DIRECTIVE.
From the material below, pull out every line that contains the string "wasp", matching case exactly, and list those lines.

GIVEN ENTRIES.
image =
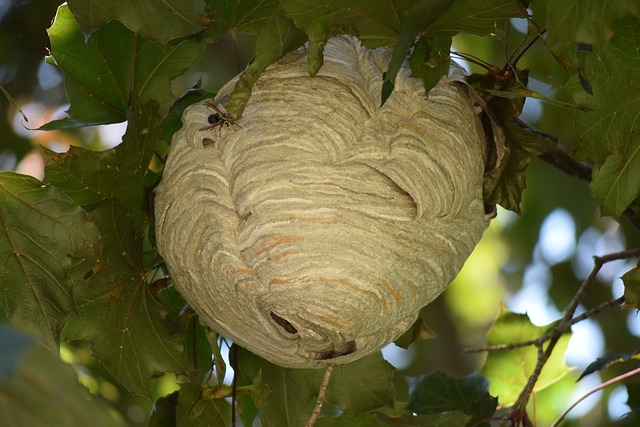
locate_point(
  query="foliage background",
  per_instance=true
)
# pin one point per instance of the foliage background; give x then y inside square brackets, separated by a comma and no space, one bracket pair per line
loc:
[512,266]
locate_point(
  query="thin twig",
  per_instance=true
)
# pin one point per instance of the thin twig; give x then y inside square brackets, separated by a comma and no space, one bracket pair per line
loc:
[558,329]
[598,388]
[234,383]
[599,261]
[320,400]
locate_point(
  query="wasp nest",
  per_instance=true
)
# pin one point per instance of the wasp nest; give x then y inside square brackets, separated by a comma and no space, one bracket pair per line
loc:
[315,228]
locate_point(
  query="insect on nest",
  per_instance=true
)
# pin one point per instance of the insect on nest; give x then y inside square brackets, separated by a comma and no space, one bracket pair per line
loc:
[219,118]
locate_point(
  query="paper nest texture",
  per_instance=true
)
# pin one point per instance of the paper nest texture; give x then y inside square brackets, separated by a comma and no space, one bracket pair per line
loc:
[314,229]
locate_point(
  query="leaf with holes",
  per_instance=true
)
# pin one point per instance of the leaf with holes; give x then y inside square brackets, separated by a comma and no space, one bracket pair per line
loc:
[249,16]
[159,21]
[609,134]
[449,419]
[439,393]
[276,38]
[585,21]
[128,327]
[508,371]
[47,242]
[38,389]
[103,73]
[293,391]
[91,177]
[631,280]
[363,385]
[604,362]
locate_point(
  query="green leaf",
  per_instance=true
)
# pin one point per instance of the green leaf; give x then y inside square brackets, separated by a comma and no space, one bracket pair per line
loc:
[604,362]
[249,16]
[417,332]
[609,134]
[293,391]
[277,37]
[362,385]
[157,20]
[633,401]
[415,19]
[47,243]
[126,324]
[616,183]
[438,393]
[508,371]
[631,280]
[430,59]
[42,391]
[103,72]
[477,17]
[91,177]
[505,181]
[195,410]
[585,21]
[449,419]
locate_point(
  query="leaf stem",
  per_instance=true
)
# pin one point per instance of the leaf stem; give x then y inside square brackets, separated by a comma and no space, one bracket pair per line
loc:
[598,388]
[543,356]
[320,400]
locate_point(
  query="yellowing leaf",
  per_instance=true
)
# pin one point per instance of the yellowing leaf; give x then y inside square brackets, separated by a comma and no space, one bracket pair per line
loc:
[47,242]
[609,134]
[509,370]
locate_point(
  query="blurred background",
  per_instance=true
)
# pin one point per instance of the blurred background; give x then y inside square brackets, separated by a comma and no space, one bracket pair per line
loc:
[531,263]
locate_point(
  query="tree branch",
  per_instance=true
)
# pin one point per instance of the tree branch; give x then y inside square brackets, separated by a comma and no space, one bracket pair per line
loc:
[567,318]
[561,159]
[320,400]
[552,337]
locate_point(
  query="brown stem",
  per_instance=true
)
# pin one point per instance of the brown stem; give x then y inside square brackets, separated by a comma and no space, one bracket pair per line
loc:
[320,400]
[559,329]
[543,356]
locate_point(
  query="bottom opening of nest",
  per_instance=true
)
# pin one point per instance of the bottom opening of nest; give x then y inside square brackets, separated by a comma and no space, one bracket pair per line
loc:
[336,350]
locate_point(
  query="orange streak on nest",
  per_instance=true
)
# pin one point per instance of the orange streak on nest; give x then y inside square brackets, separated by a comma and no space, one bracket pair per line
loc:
[305,218]
[241,270]
[404,245]
[279,281]
[281,254]
[334,320]
[278,241]
[342,282]
[391,290]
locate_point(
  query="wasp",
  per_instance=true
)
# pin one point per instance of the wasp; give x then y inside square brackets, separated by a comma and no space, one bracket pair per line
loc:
[219,118]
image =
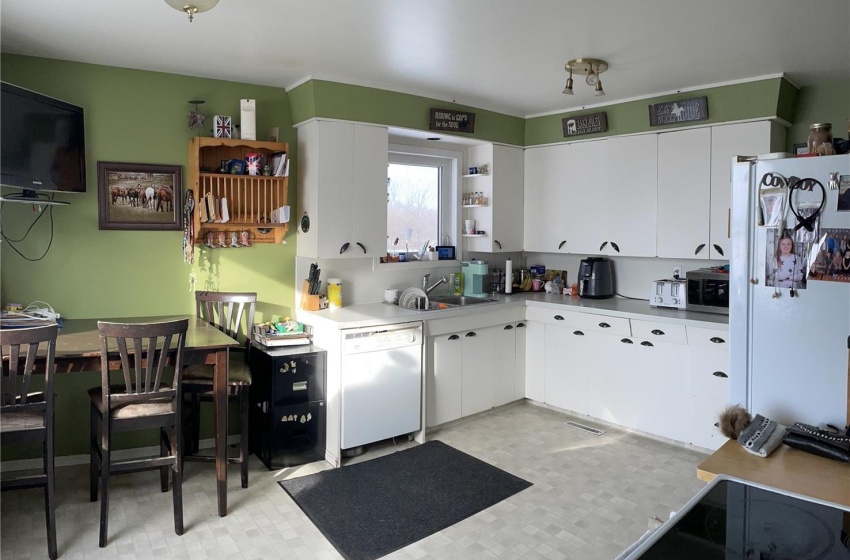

THE OUTPUT.
  query="wasp nest",
# pin one point per instance of the wasp nest; give x then y inside square brackets, separated by a comma and no space, one bracket pair per line
  query="wasp",
# pin one point per instance of the wasp; give x then y inside square brackets, separated by a comma and no space, one bracket pair per line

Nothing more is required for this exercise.